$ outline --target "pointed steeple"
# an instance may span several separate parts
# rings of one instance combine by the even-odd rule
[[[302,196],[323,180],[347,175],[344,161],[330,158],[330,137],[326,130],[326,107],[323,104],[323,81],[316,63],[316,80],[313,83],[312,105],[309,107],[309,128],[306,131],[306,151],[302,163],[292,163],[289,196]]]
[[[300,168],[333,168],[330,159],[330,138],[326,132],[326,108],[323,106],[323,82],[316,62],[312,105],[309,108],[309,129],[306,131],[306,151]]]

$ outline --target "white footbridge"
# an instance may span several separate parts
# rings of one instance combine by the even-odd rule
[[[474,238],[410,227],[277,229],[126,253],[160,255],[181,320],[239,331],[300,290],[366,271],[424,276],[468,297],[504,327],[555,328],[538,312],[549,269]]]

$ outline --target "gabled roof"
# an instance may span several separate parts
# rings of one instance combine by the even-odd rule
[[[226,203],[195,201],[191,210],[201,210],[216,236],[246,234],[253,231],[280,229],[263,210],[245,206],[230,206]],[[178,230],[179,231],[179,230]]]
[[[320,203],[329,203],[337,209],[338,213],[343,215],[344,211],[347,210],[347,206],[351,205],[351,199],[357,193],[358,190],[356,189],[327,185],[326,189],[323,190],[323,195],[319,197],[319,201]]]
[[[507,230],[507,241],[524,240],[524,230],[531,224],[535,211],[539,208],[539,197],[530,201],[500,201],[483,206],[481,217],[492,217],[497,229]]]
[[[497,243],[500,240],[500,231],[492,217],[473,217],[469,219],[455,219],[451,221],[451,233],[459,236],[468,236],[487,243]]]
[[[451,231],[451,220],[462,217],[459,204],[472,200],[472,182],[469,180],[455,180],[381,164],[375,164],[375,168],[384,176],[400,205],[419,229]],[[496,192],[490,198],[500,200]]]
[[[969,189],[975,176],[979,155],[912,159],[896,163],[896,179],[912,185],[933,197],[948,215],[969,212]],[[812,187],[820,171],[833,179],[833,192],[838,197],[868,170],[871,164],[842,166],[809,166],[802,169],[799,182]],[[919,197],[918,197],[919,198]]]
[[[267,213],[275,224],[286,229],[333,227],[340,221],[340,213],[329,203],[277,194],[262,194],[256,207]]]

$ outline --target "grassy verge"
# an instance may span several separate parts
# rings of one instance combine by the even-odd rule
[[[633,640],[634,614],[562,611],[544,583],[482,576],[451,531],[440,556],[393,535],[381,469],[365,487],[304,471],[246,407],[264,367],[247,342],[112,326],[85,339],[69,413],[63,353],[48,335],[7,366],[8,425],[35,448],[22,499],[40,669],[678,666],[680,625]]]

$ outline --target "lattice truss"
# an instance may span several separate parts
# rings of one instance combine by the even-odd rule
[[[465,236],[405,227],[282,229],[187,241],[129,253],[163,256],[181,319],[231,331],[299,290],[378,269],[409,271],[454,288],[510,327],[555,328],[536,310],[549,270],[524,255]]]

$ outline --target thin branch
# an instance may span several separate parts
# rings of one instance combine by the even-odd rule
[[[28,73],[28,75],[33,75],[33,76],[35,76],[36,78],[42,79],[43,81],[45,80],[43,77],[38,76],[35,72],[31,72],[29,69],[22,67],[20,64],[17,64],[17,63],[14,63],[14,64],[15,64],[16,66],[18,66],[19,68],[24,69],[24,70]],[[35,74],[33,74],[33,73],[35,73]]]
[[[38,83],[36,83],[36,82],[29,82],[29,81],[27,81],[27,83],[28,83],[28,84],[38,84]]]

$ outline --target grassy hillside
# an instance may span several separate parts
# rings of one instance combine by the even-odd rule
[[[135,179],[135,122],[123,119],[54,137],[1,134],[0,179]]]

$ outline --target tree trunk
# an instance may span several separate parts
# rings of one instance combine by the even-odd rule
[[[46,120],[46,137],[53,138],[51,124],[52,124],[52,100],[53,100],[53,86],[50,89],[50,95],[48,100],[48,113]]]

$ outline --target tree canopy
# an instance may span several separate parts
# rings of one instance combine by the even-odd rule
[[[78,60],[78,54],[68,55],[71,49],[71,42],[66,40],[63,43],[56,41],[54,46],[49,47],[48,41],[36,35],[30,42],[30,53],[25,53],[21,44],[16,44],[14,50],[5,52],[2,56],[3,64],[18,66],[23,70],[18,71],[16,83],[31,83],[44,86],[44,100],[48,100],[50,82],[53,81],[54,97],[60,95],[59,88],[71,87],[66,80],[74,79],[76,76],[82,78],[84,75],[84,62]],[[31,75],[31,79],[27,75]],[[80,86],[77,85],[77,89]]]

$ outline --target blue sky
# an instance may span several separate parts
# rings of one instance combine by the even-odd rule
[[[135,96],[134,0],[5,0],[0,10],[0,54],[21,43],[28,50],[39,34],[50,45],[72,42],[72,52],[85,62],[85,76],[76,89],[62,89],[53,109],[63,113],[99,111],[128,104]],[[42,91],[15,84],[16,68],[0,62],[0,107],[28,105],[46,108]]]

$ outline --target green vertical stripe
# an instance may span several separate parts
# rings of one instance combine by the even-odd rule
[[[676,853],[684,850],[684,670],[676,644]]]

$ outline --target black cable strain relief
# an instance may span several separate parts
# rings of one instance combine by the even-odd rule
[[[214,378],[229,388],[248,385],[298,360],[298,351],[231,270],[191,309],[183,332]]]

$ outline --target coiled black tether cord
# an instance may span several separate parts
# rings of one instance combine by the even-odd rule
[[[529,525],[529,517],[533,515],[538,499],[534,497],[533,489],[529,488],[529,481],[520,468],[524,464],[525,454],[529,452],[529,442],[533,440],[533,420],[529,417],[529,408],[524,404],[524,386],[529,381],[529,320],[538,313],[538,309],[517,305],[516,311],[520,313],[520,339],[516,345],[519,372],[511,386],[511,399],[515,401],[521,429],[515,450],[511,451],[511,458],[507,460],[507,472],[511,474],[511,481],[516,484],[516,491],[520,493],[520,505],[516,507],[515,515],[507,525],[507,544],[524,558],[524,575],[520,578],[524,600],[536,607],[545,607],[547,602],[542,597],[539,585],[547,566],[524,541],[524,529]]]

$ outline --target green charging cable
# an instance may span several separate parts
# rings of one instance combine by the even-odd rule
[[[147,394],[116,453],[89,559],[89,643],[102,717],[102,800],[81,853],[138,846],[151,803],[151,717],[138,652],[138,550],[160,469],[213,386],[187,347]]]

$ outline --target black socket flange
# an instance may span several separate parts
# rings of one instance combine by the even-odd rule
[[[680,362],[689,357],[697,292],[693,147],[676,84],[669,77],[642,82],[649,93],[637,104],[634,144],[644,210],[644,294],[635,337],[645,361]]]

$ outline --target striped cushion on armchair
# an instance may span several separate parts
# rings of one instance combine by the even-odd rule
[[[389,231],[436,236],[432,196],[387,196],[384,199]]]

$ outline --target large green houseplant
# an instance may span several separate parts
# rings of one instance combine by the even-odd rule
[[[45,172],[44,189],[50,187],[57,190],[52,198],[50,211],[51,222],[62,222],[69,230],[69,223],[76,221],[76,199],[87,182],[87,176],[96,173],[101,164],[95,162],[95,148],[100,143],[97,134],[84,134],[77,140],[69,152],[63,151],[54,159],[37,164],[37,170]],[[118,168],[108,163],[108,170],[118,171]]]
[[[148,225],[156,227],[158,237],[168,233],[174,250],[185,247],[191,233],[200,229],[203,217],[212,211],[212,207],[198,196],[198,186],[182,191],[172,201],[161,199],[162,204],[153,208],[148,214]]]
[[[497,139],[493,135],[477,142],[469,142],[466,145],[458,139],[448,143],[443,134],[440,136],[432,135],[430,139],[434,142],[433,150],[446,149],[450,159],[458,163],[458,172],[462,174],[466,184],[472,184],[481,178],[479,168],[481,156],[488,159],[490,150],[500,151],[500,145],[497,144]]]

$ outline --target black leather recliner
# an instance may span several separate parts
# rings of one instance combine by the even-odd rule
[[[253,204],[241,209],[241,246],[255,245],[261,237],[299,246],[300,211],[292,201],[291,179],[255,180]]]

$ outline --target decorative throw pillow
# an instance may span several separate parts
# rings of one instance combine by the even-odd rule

+---+

# Assigned task
Across the listing above, how many lines carry "grassy"? Give only the number.

# Problem solution
2